EXERCISE GOAL >> Reproduce the data from the line containing "For the evaluation set, pick out each instance of the shoreline" through the end of the data, substituting "big rock" for "large boulder" and leaving everything else unaltered.

- - -

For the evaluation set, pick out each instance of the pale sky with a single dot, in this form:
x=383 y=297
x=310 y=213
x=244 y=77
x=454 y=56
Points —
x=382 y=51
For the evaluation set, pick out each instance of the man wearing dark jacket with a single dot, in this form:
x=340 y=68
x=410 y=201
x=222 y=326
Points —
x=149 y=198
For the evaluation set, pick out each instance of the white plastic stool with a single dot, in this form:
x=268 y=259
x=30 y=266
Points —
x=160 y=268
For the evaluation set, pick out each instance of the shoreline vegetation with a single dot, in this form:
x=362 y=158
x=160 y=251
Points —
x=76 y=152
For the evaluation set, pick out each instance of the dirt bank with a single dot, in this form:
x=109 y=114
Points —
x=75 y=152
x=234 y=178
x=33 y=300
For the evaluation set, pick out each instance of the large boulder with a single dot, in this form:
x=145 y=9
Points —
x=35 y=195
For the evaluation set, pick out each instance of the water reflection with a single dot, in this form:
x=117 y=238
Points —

- - -

EXERCISE RESULT >>
For the evaluation set, pick out each instance of the shoreline vegetation with a single dot, in this form:
x=362 y=158
x=160 y=251
Points —
x=76 y=152
For the evaluation set, pick out each instance of the dirt bank with a single dot, in this form:
x=109 y=114
Points —
x=75 y=152
x=234 y=178
x=33 y=300
For the evaluation set, pick out each instance of the big rock with a single dot, in this form:
x=145 y=9
Points —
x=35 y=195
For the evaluation set, pick out each instance of the water reflection with a single dot, in this form:
x=117 y=238
Points —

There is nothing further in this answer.